-- SOURCE EXTRACT --
━━━━━━━━━━━━━━━━━━━━━━━━━━━━━━

Further, the OOC UE may acquire identification information about
the UE2NW relays by decoding the PDSCH. The SI may include an
S-RSRP threshold needed for the OOC UE to select a relay. The OOC
UE may select a relay based on S-RSRP measurements, and the S-RSRP
measurements may be obtained from demodulation reference signals
(DMRSs) transmitted on the PSBCH. The OOC UE may select one relay
having the largest S-RSRP value or two or more relays having
S-RSRPs equal to or larger than the threshold from among a
plurality of UE2NW relays (205). The OOC UE may compare the S-RSRP
threshold with its measured S-RSRP values and selects a relay based
on the comparison (205). The S-RSRP threshold may be included in
SI, as described before, or may be preconfigured. To select a relay
using an S-RSRP, the OOC UE needs to distinguish relays. The OCC UE
may identify relays by SLSS IDs used by the different relays, relay
information included in the PSBCH, discovery messages transmitted
on PSDCHs, or D2D communication messages transmitted on PSSCHs. In
FIG. 2, since the S-RSRP of UE2NW Relay-1 is larger than the S-RSRP
of UE2NW Relay-2, the OOC UE selects UE2NW Relay-1.

━━━━━━━━━━━━━━━━━━━━━━━━━━━━━━

(Raw records)
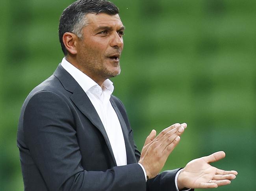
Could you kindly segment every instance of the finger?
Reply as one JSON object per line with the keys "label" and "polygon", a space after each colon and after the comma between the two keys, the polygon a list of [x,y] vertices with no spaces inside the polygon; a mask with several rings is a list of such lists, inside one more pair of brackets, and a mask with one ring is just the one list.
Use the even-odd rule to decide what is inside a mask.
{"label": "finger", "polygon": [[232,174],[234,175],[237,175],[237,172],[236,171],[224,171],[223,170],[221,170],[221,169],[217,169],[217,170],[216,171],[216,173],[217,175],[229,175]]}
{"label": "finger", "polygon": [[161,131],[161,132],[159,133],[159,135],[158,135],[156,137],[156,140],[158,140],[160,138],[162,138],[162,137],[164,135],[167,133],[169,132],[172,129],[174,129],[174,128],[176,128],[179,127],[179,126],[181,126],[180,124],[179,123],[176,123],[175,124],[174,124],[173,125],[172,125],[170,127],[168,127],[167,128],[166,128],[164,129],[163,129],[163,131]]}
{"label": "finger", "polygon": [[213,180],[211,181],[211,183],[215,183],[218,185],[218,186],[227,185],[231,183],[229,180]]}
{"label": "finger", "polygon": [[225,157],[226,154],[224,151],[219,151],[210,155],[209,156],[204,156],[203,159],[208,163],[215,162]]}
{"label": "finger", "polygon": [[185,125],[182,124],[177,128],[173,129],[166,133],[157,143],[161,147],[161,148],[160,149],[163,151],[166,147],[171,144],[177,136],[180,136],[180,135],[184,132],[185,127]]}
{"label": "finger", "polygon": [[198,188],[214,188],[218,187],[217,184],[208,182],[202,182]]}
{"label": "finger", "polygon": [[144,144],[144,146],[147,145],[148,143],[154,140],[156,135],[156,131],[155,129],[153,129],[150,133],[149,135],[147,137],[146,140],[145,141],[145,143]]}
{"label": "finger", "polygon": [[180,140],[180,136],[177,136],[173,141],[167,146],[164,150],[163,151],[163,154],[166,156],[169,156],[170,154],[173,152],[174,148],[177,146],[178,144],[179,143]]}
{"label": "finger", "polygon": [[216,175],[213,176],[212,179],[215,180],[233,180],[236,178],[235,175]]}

━━━━━━━━━━━━━━━━━━━━━━━━━━━━━━

-- TASK INSTRUCTIONS --
A: Using the relay-selection passage, decide whether each statement agrees with it, answering yes or no and quoting the words that settle it: (i) The S-RSRP threshold can be obtained only from the SI. (ii) S-RSRP measurements may come from reference signals sent on the PSBCH. (iii) In FIG. 2, the OOC UE selects UE2NW Relay-2.
B: According to the relay-selection passage, how may the OOC UE acquire identification information about the UE2NW relays?
C: Carry on the relay-selection passage from its final sentence.
The records have no connection to the relay-selection passage.

-- OUTPUTS --
A:
(i) No: "The S-RSRP threshold may be included in SI, as described before, or may be preconfigured."
(ii) Yes: "the S-RSRP measurements may be obtained from demodulation reference signals (DMRSs) transmitted on the PSBCH"
(iii) No: "the OOC UE selects UE2NW Relay-1"

B: By decoding the PDSCH.

C:
[0050] Further, when the OOC UE selects a UE2NW relay, the OOC UE
may reflect a link quality between the UE2NW relay and the eNB in
addition to the S-RSRP condition. For example, the UE2NW relay may
transmit a DL-RSRP measurement between the UE2NW relay and the eNB
on a PSBCH, a PSCCH, a PSDCH, or a PSSCH. Upon receipt of the
DL-RSRP value, the OOC UE may select the relay using an S-RSRP
measured by the OOC UE and the DL-RSRP measured by the UE2NW relay.
Various selection criteria may be available. For example, the OOC
UE may select a single relay having a maximum value of min{S-RSRP,
DL-RSRP}. Or the OOC UE may select two or more relays having
min{S-RSRP, DL-RSRP} value equal to or larger than a threshold. The
threshold may be transmitted to the OOC UE on the PSBCH, as
described before.
[0051] Meanwhile, the OOC UE which has selected UE2NW Relay-1
transmits a PSCCH and a PSSCH to the selected UE2NW Relay-1 (206).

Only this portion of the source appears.